-- Opening Marker --

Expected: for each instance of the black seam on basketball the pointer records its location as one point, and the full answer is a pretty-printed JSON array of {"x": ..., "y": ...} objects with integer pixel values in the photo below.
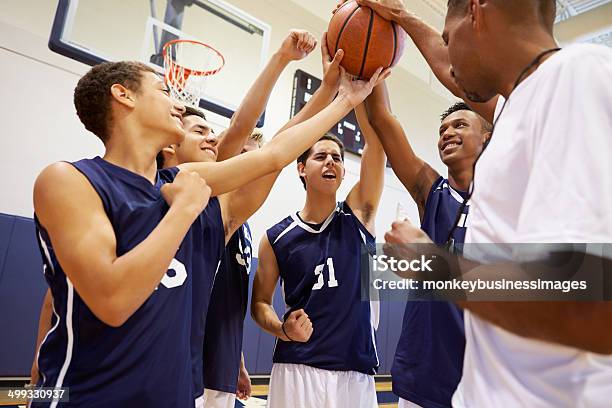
[
  {"x": 365, "y": 51},
  {"x": 343, "y": 27},
  {"x": 394, "y": 44}
]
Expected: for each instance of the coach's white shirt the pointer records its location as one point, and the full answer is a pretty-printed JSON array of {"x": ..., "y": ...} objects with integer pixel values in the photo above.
[{"x": 546, "y": 176}]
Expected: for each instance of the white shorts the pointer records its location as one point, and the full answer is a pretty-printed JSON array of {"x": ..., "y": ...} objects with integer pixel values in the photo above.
[
  {"x": 407, "y": 404},
  {"x": 215, "y": 399},
  {"x": 302, "y": 386}
]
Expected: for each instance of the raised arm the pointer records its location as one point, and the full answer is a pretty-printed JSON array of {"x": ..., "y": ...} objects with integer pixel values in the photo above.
[
  {"x": 431, "y": 45},
  {"x": 83, "y": 239},
  {"x": 298, "y": 326},
  {"x": 231, "y": 174},
  {"x": 364, "y": 197},
  {"x": 414, "y": 173},
  {"x": 296, "y": 46},
  {"x": 237, "y": 206}
]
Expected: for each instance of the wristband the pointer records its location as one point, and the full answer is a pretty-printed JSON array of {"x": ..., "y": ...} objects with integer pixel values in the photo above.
[{"x": 285, "y": 333}]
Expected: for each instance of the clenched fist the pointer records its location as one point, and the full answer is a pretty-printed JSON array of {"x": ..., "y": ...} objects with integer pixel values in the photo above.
[
  {"x": 188, "y": 191},
  {"x": 297, "y": 45},
  {"x": 298, "y": 326}
]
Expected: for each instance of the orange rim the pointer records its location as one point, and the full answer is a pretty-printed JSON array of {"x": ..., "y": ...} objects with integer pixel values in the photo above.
[{"x": 188, "y": 71}]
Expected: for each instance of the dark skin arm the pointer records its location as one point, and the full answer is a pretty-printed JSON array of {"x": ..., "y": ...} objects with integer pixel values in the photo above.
[{"x": 414, "y": 173}]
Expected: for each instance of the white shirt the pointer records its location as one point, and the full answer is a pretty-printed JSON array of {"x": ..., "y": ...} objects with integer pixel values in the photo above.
[{"x": 546, "y": 176}]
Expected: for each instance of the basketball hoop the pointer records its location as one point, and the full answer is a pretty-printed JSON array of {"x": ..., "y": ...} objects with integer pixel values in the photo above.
[{"x": 187, "y": 66}]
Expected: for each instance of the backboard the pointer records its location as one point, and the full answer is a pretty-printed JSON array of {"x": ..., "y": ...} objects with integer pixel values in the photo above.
[{"x": 94, "y": 31}]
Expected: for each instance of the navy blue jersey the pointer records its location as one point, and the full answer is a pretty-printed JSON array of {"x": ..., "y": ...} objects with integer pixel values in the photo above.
[
  {"x": 225, "y": 320},
  {"x": 320, "y": 271},
  {"x": 429, "y": 356},
  {"x": 209, "y": 247},
  {"x": 145, "y": 361}
]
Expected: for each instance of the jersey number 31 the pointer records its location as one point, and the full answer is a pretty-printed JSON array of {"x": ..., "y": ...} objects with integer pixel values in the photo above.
[{"x": 332, "y": 282}]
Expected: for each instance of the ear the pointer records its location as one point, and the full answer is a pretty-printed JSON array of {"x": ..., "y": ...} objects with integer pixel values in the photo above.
[
  {"x": 122, "y": 95},
  {"x": 486, "y": 137},
  {"x": 169, "y": 153},
  {"x": 476, "y": 12},
  {"x": 301, "y": 171}
]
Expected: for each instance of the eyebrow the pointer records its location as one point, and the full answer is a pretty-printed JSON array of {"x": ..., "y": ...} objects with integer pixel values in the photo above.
[
  {"x": 202, "y": 127},
  {"x": 444, "y": 126}
]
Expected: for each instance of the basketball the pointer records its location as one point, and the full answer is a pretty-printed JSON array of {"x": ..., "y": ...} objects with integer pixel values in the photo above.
[{"x": 368, "y": 40}]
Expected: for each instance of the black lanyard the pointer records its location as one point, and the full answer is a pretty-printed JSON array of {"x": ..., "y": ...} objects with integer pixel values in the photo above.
[{"x": 536, "y": 61}]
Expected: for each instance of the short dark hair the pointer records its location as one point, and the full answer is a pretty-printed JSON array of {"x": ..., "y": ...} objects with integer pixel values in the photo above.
[
  {"x": 486, "y": 126},
  {"x": 304, "y": 156},
  {"x": 191, "y": 111},
  {"x": 92, "y": 95}
]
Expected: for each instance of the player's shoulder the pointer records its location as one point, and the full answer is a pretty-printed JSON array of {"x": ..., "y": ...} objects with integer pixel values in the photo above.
[
  {"x": 279, "y": 228},
  {"x": 57, "y": 185},
  {"x": 59, "y": 176}
]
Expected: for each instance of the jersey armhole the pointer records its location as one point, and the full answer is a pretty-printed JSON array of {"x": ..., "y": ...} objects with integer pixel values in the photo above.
[
  {"x": 101, "y": 193},
  {"x": 433, "y": 188},
  {"x": 369, "y": 237}
]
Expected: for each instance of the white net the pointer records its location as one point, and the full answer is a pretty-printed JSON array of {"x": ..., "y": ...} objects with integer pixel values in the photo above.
[{"x": 187, "y": 66}]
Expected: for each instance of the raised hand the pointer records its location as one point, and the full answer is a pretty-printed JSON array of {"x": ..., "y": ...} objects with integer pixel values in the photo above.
[
  {"x": 298, "y": 326},
  {"x": 297, "y": 45},
  {"x": 356, "y": 90},
  {"x": 331, "y": 67},
  {"x": 340, "y": 3},
  {"x": 188, "y": 191},
  {"x": 388, "y": 9}
]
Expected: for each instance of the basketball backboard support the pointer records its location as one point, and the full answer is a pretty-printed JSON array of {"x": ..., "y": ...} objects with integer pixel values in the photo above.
[{"x": 92, "y": 31}]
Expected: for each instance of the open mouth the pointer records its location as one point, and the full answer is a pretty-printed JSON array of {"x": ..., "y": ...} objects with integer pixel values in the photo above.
[
  {"x": 329, "y": 175},
  {"x": 210, "y": 150},
  {"x": 178, "y": 118},
  {"x": 450, "y": 146}
]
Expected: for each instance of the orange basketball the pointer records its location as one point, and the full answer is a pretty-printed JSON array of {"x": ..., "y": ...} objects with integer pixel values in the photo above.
[{"x": 368, "y": 40}]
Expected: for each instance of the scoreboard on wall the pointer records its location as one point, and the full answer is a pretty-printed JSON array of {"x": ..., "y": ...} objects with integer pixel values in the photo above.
[{"x": 347, "y": 130}]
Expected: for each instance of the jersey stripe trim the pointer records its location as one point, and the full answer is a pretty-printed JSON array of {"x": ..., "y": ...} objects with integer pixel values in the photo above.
[
  {"x": 453, "y": 192},
  {"x": 308, "y": 228},
  {"x": 215, "y": 277},
  {"x": 70, "y": 342},
  {"x": 57, "y": 321},
  {"x": 373, "y": 333},
  {"x": 289, "y": 228},
  {"x": 46, "y": 249}
]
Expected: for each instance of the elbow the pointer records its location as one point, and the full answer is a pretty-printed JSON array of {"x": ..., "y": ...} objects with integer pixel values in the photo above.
[
  {"x": 277, "y": 160},
  {"x": 112, "y": 312}
]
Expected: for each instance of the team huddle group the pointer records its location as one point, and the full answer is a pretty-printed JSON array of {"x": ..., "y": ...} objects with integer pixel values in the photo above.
[{"x": 147, "y": 250}]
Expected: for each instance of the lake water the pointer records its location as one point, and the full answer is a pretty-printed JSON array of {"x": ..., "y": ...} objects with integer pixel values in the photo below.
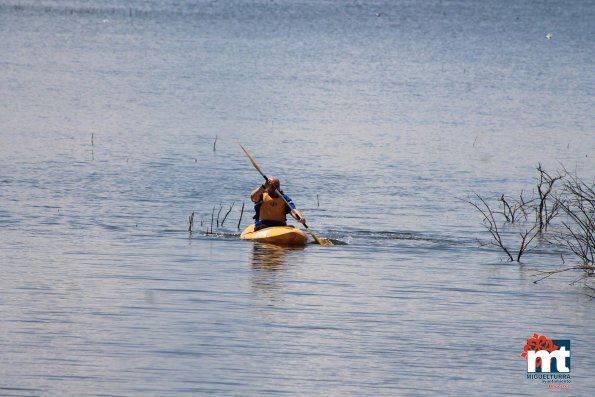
[{"x": 121, "y": 118}]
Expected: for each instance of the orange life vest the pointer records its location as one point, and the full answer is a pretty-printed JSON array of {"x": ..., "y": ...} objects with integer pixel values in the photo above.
[{"x": 272, "y": 209}]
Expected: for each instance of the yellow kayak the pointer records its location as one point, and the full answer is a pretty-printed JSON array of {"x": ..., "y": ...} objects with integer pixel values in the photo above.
[{"x": 277, "y": 235}]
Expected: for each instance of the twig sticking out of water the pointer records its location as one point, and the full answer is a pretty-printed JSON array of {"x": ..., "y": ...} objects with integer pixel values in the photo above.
[
  {"x": 190, "y": 222},
  {"x": 212, "y": 217},
  {"x": 225, "y": 217},
  {"x": 241, "y": 214},
  {"x": 219, "y": 213}
]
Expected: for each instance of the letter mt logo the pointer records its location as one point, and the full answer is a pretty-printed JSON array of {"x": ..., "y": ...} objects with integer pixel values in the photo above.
[{"x": 548, "y": 360}]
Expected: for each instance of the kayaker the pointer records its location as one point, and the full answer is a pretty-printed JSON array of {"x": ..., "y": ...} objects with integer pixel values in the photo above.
[{"x": 271, "y": 209}]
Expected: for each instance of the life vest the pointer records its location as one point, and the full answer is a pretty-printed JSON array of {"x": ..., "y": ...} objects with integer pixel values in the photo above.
[{"x": 272, "y": 209}]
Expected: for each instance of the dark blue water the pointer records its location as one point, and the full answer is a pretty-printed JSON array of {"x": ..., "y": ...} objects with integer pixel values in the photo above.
[{"x": 119, "y": 119}]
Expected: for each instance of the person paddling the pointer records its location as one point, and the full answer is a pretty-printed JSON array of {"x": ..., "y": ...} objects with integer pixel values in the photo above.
[{"x": 271, "y": 209}]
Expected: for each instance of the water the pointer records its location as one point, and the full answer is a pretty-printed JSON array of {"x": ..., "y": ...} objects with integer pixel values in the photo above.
[{"x": 378, "y": 117}]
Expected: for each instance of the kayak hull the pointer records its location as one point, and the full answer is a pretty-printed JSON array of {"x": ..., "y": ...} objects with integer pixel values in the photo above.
[{"x": 276, "y": 235}]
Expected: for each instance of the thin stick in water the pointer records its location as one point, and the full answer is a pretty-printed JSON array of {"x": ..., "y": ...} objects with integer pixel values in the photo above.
[
  {"x": 190, "y": 222},
  {"x": 241, "y": 214},
  {"x": 219, "y": 213},
  {"x": 225, "y": 217},
  {"x": 212, "y": 217}
]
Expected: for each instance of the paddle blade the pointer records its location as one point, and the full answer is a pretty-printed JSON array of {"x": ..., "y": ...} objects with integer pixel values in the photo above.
[{"x": 251, "y": 159}]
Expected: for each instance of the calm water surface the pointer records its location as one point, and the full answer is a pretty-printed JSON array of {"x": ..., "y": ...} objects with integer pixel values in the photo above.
[{"x": 378, "y": 116}]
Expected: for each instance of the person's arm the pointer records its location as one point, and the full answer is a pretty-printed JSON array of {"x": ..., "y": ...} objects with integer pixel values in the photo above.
[
  {"x": 256, "y": 194},
  {"x": 297, "y": 215}
]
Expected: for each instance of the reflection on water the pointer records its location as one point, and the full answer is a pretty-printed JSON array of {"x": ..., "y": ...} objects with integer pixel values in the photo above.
[{"x": 269, "y": 264}]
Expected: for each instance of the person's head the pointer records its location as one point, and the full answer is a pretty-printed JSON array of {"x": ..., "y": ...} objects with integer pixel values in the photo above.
[{"x": 274, "y": 183}]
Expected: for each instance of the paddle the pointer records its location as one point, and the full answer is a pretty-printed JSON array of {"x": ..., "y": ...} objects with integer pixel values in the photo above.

-- Closing Marker --

[WORK INSTRUCTIONS]
In the entries, find the line containing "Expected: for each instance of the person's arm" and output it and all remaining lines exactly.

[TASK RESULT]
Expected: for each instance of the person's arm the pointer records its location as one point, and the full answer is a pretty-printed JSON array of {"x": ..., "y": ...} objects with integer pixel values in the photo above.
[
  {"x": 256, "y": 194},
  {"x": 297, "y": 215}
]
Expected: for each instance of the reflection on water the pointer records its location as one point, and the full answer is a pretty-printed JSON array of {"x": ..., "y": ...} objects with integer pixel values in the photo above.
[{"x": 269, "y": 264}]
Expected: for each instance of the person's head the pointer records its location as one point, and the full answer is a pretty-printed JSON array of {"x": ..., "y": ...} objects with integer pixel values in the photo above.
[{"x": 274, "y": 183}]
Expected: for each instance of the paddle the pointer records its location as one point, and the full answer is a pretty-printed JSON array of {"x": ..., "y": ...} objects with integer pixel values in the photo above.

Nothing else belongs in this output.